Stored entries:
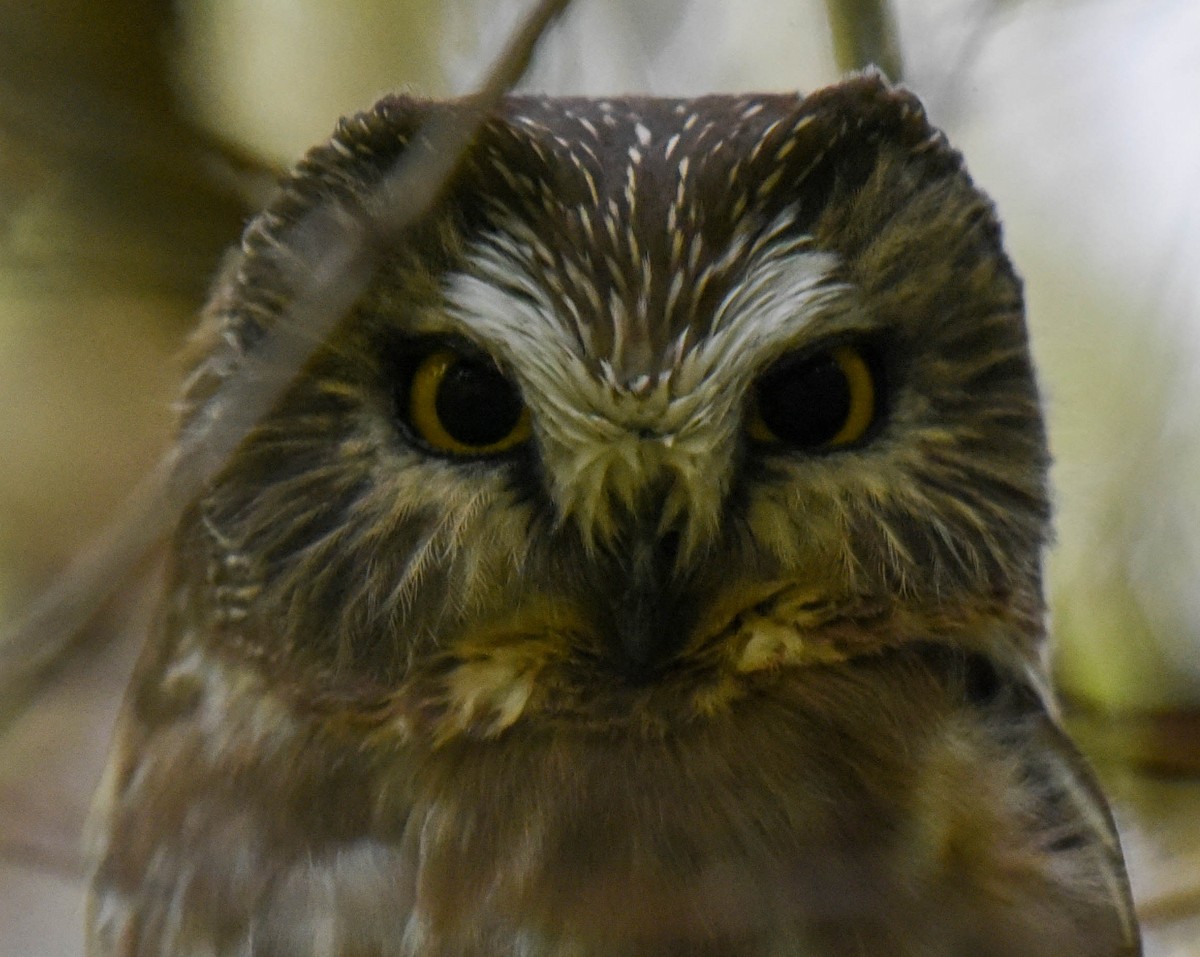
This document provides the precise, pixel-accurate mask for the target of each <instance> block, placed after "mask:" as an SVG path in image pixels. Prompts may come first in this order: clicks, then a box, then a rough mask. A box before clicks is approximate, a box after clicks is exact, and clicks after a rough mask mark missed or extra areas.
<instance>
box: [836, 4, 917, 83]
mask: <svg viewBox="0 0 1200 957" xmlns="http://www.w3.org/2000/svg"><path fill="white" fill-rule="evenodd" d="M826 10H827V11H828V16H829V29H830V30H832V31H833V52H834V59H835V60H836V61H838V68H839V70H840V71H842V72H850V71H852V70H863V68H864V67H868V66H876V67H878V68H880V70H882V71H883V73H884V74H886V76H887V77H888V79H890V80H892V82H893V83H898V82H899V80H900V79H901V78H902V76H904V61H902V60H901V58H900V41H899V38H898V37H896V29H895V19H894V18H893V16H892V8H890V7H889V5H888V0H826Z"/></svg>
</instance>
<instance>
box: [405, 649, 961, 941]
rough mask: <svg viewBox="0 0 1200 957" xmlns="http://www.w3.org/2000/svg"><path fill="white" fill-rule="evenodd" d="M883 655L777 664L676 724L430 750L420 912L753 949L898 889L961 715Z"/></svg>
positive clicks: (548, 729)
mask: <svg viewBox="0 0 1200 957" xmlns="http://www.w3.org/2000/svg"><path fill="white" fill-rule="evenodd" d="M880 664H881V663H880V662H876V663H875V664H872V666H869V667H866V668H864V669H862V670H860V672H857V673H856V672H852V670H845V669H838V668H822V669H816V668H815V669H810V670H809V672H808V673H805V674H799V673H798V674H793V675H784V676H781V678H779V679H778V680H774V681H766V682H762V684H761V685H760V687H758V688H757V691H756V693H754V694H748V696H745V697H743V698H740V700H739V702H737V703H736V704H734V705H732V706H730V708H728V709H725V710H724V711H722V714H720V715H712V716H707V717H696V718H695V720H694V721H691V722H689V723H684V724H680V726H678V727H674V728H666V727H664V726H661V724H653V723H647V722H644V721H642V722H637V721H630V722H626V723H614V724H612V726H611V727H608V728H607V729H605V728H600V727H595V726H589V724H582V726H581V724H576V723H572V722H571V721H569V720H565V718H564V720H556V721H547V722H545V723H544V724H540V726H539V724H534V726H530V724H529V723H524V724H522V723H518V724H516V726H514V727H512V728H511V729H510V730H509V732H506V733H504V734H502V735H499V736H497V738H493V739H468V738H460V739H456V740H454V741H450V742H445V744H442V745H439V746H438V747H436V748H433V750H431V751H428V752H426V753H425V754H424V756H422V757H421V758H420V759H419V760H418V763H416V769H415V772H413V774H412V777H410V780H412V781H415V782H418V790H416V793H415V794H413V795H412V802H413V803H412V806H410V808H409V814H410V817H409V824H408V829H407V833H406V842H407V845H408V848H409V853H410V855H412V861H413V862H414V866H415V867H416V881H415V885H414V886H415V898H414V901H415V904H414V914H416V915H418V916H419V923H420V926H422V927H424V928H425V929H426V932H427V933H428V934H431V935H432V939H438V940H455V939H458V938H457V934H464V937H463V938H461V939H462V940H467V939H470V935H473V934H476V933H479V932H480V928H493V929H494V933H497V934H499V933H502V931H503V928H505V927H508V928H510V929H511V927H512V915H521V919H520V926H521V928H522V933H524V934H527V935H528V937H527V939H530V940H532V939H538V940H545V941H552V940H568V939H570V940H589V941H590V940H605V941H608V944H610V945H611V946H616V947H617V950H612V951H604V952H624V951H623V950H622V949H620V947H622V946H626V945H628V946H629V947H634V949H632V950H630V951H629V952H630V953H635V952H636V953H642V952H646V953H664V952H674V951H672V950H670V946H676V947H682V949H683V950H680V951H679V952H688V953H706V952H708V951H706V950H704V949H703V947H704V946H707V945H710V944H712V943H713V941H725V945H724V946H725V949H724V950H720V952H722V953H742V952H746V953H751V952H754V953H760V952H774V951H773V950H763V947H768V946H770V945H769V941H772V940H775V939H779V940H784V939H788V935H790V934H792V935H794V931H796V928H797V927H799V926H802V925H808V923H810V922H811V921H814V920H845V919H847V917H850V916H851V915H852V913H856V911H857V913H862V911H863V909H868V910H870V909H872V908H878V907H881V905H882V902H884V901H894V899H895V887H894V884H895V883H896V880H898V878H896V874H898V873H899V866H898V862H899V861H900V859H901V857H902V856H904V854H905V853H906V851H907V850H908V848H906V842H907V841H908V839H910V837H911V835H907V833H906V832H905V827H904V826H902V823H901V821H902V818H901V817H900V815H901V814H902V813H904V812H902V807H904V794H905V792H906V789H907V788H908V784H910V783H911V782H912V781H914V776H913V775H912V766H913V763H914V762H919V760H920V759H922V758H920V757H919V756H920V754H922V753H923V752H925V751H926V750H928V747H929V746H930V741H932V740H934V739H935V738H936V736H937V735H938V734H940V727H941V726H942V724H943V723H946V722H949V721H953V718H952V717H950V711H952V709H950V705H949V703H948V700H947V699H946V698H944V697H942V699H941V700H938V696H937V693H936V687H935V686H934V685H932V684H931V685H930V691H931V692H934V693H931V694H928V696H926V697H925V705H923V706H919V708H917V706H912V705H907V704H905V703H904V702H902V699H901V698H900V697H899V686H898V684H896V682H901V681H902V680H904V678H902V676H901V673H904V674H905V675H906V674H907V673H908V672H910V670H911V669H910V668H907V667H902V666H901V667H899V668H896V669H895V673H894V674H892V675H889V674H888V668H882V667H880ZM821 672H824V674H822V673H821ZM834 700H838V702H839V703H840V705H839V706H838V708H830V705H832V704H833V702H834ZM904 711H910V712H911V714H908V715H906V716H905V718H904V720H901V718H900V715H901V712H904ZM881 717H882V718H883V720H881ZM898 797H900V800H899V801H898ZM637 941H642V944H644V945H646V947H647V949H646V950H644V951H643V950H637V949H636V947H635V944H636V943H637ZM648 941H654V943H653V946H652V945H650V943H648ZM703 941H708V944H703ZM732 941H743V944H744V945H745V946H746V947H749V949H748V950H745V951H743V950H742V945H740V944H739V945H737V947H734V944H733V943H732ZM749 941H755V943H754V946H752V947H751V945H750V943H749ZM642 944H637V946H642ZM618 945H619V946H618ZM668 945H670V946H668ZM547 946H548V945H547ZM564 946H565V945H564ZM530 952H539V953H540V952H541V951H530ZM545 952H546V953H557V952H559V951H556V950H552V949H551V950H546V951H545ZM562 952H564V953H565V952H572V953H574V952H581V953H592V951H590V950H580V951H574V950H569V949H566V950H563V951H562ZM596 952H601V951H596ZM781 952H782V951H781Z"/></svg>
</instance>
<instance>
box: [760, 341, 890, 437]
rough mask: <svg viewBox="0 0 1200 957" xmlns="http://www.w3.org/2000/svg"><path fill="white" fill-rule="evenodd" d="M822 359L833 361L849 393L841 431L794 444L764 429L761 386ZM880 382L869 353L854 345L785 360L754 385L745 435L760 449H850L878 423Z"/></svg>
mask: <svg viewBox="0 0 1200 957" xmlns="http://www.w3.org/2000/svg"><path fill="white" fill-rule="evenodd" d="M822 359H828V360H832V361H833V363H834V365H835V366H836V368H838V369H839V371H840V372H841V374H842V377H844V379H845V383H846V386H847V391H848V393H850V409H848V411H847V413H846V417H845V420H844V421H842V423H841V427H840V428H839V429H838V432H836V433H834V434H833V435H832V437H829V438H828V439H823V440H821V441H816V443H796V441H791V440H788V439H786V438H782V437H780V435H778V434H776V433H775V431H774V429H772V428H770V426H769V425H767V420H766V419H764V417H763V414H762V401H763V396H762V391H763V386H764V385H769V384H770V381H772V380H773V379H775V378H778V377H786V375H787V374H788V372H791V371H794V369H796V368H798V367H802V366H805V365H808V363H810V362H814V361H816V360H822ZM881 379H882V377H881V374H880V369H878V365H877V363H876V362H875V361H874V357H872V354H871V351H870V350H869V349H868V348H863V347H858V345H853V344H841V345H833V347H829V348H826V349H822V350H817V351H811V353H804V354H799V355H788V356H785V357H784V359H781V360H779V361H778V362H775V363H774V365H773V366H770V367H768V368H767V371H766V372H764V373H763V374H762V375H760V377H758V380H757V381H756V383H755V386H754V395H752V399H751V403H750V410H749V419H748V421H746V434H748V435H749V438H750V440H751V441H754V443H755V444H757V445H760V446H766V447H774V449H787V450H794V451H832V450H835V449H845V447H847V446H853V445H856V444H858V443H859V441H862V439H863V438H864V437H866V435H868V434H869V433H870V431H871V427H872V426H874V425H875V423H876V422H878V421H880V417H881V413H882V398H883V396H882V381H881Z"/></svg>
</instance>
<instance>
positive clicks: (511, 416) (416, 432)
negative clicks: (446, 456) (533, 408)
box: [404, 349, 530, 456]
mask: <svg viewBox="0 0 1200 957" xmlns="http://www.w3.org/2000/svg"><path fill="white" fill-rule="evenodd" d="M404 411H406V413H407V415H406V419H407V420H408V425H409V427H410V428H412V429H413V432H414V434H415V435H416V438H419V439H420V440H421V441H424V443H425V444H426V445H428V446H430V447H431V449H433V450H434V451H437V452H448V453H450V455H456V456H494V455H499V453H502V452H508V451H509V450H510V449H515V447H516V446H518V445H521V444H522V443H523V441H526V440H527V439H528V438H529V434H530V426H529V410H528V409H527V408H526V405H524V403H523V402H522V399H521V393H520V392H518V391H517V390H516V387H515V386H514V385H512V384H511V383H510V381H509V380H508V379H505V378H504V374H503V373H502V372H500V371H499V369H498V368H497V367H496V365H494V363H492V362H491V361H490V360H487V359H482V357H474V356H466V355H461V354H458V353H456V351H454V350H452V349H436V350H433V351H432V353H430V354H428V355H426V356H425V357H424V359H421V361H420V362H419V363H418V366H416V368H415V371H414V372H413V377H412V379H410V380H409V384H408V396H407V408H406V409H404Z"/></svg>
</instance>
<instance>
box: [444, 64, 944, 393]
mask: <svg viewBox="0 0 1200 957" xmlns="http://www.w3.org/2000/svg"><path fill="white" fill-rule="evenodd" d="M883 142H888V143H892V144H895V145H899V146H901V148H902V149H906V150H912V151H916V152H924V154H928V155H929V156H930V157H932V158H935V162H934V163H932V164H931V167H932V168H935V169H936V170H937V171H938V173H940V174H944V173H949V171H953V170H955V169H956V168H958V156H956V154H953V151H950V150H949V149H948V148H946V146H944V143H943V142H942V139H941V137H940V136H938V134H937V133H936V132H935V131H932V130H931V128H930V127H929V126H928V124H926V122H925V118H924V113H923V110H922V108H920V106H919V104H918V103H917V101H916V100H913V98H912V97H911V96H908V95H906V94H902V92H898V91H893V90H890V89H888V88H887V86H886V85H884V84H883V83H882V80H878V79H876V78H862V79H858V80H852V82H850V83H847V84H844V85H842V86H839V88H835V89H833V90H829V91H824V92H822V94H817V95H814V96H811V97H808V98H803V97H799V96H794V95H763V96H708V97H701V98H697V100H659V98H641V97H632V98H619V100H584V98H539V97H512V98H510V100H509V101H508V103H506V106H505V109H504V110H503V113H502V114H500V115H499V116H497V118H496V119H494V120H493V121H492V122H490V124H488V125H487V127H486V128H485V131H484V133H482V136H481V138H480V143H479V144H478V146H476V149H475V151H474V152H473V155H472V157H470V159H469V162H468V169H467V173H466V175H464V181H463V183H462V186H463V189H462V193H461V195H462V201H463V204H464V205H466V206H467V207H468V209H467V211H466V219H467V222H468V224H469V229H468V231H474V233H476V234H480V235H484V236H486V235H488V234H491V235H494V236H497V237H498V239H499V240H500V241H502V242H503V243H504V246H505V254H506V255H509V257H510V258H515V259H518V260H520V261H517V263H515V265H516V266H518V267H521V269H523V270H524V271H527V272H528V273H529V275H530V276H533V277H534V278H535V279H536V281H538V283H539V285H540V287H541V289H542V290H544V291H545V293H546V295H547V296H548V297H550V299H551V301H553V303H554V311H556V313H557V314H558V315H559V317H562V319H563V321H564V324H565V325H566V326H568V327H569V331H570V332H571V333H572V335H574V338H575V341H576V343H577V350H578V355H580V357H581V359H583V360H584V361H586V362H588V363H589V365H592V366H593V369H594V372H596V373H598V374H599V375H600V377H601V378H604V379H607V380H608V381H610V383H611V384H612V385H614V386H618V387H623V389H630V390H632V391H637V390H638V387H653V385H654V384H655V381H656V380H659V379H661V378H662V377H667V375H670V374H671V373H672V372H673V371H674V369H676V368H677V367H678V365H679V361H680V359H682V357H683V356H684V355H686V354H688V353H689V351H690V350H691V348H692V347H694V345H695V344H697V343H700V342H703V341H704V339H706V338H708V337H709V336H710V335H712V333H713V332H715V331H716V330H715V329H714V327H713V323H714V321H716V320H718V318H719V317H721V315H722V309H721V303H722V302H724V301H725V300H726V299H727V296H730V295H731V293H732V291H733V290H734V288H736V287H737V284H738V283H739V281H742V279H743V278H744V277H745V275H746V271H748V270H749V269H750V267H751V266H752V265H754V263H755V261H756V257H758V255H760V254H763V253H764V252H768V251H772V249H773V247H775V246H781V245H787V246H788V247H790V249H791V251H792V252H797V253H800V252H803V251H804V248H805V246H806V245H811V237H810V236H809V230H811V229H812V228H814V227H815V224H816V223H817V221H818V219H820V217H821V216H822V213H823V212H824V210H826V209H827V207H828V206H829V205H830V203H833V201H834V200H835V199H839V198H845V197H846V194H847V193H850V192H852V191H853V188H854V186H856V183H858V182H860V181H862V180H864V179H865V177H866V176H868V175H870V171H871V168H872V164H874V162H875V159H876V154H877V150H878V146H880V144H881V143H883ZM830 279H835V277H830Z"/></svg>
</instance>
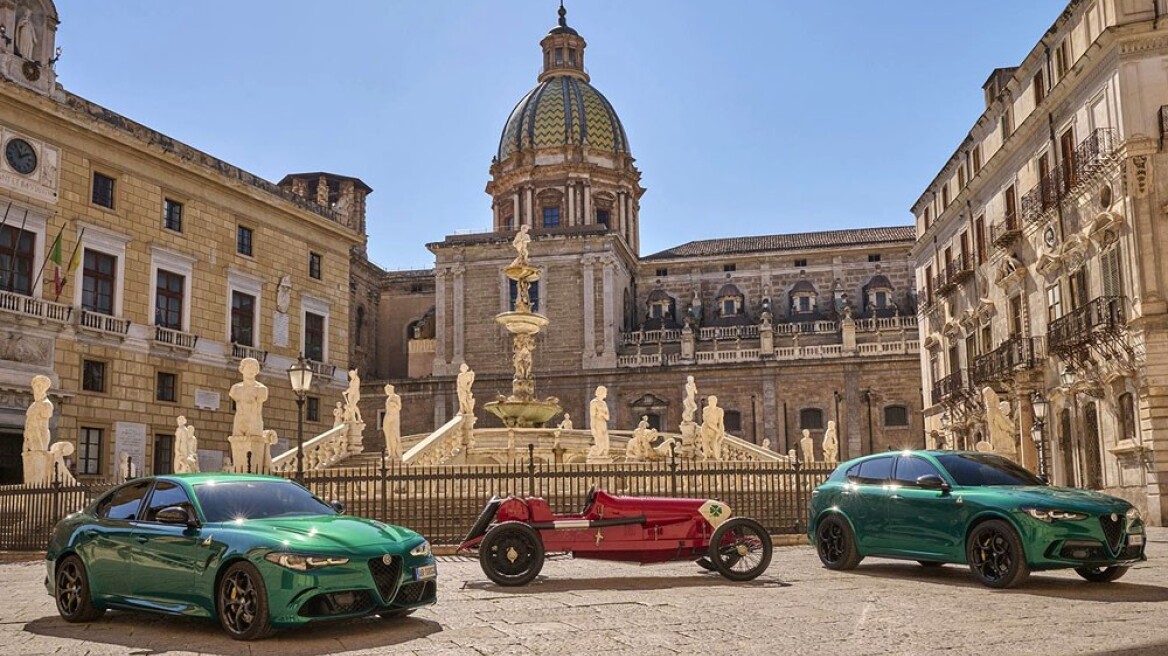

Problem statement:
Filter the entries down to the lines with the word "positive" in them.

Task output:
positive clicks: (548, 729)
positive clicks: (511, 416) (416, 432)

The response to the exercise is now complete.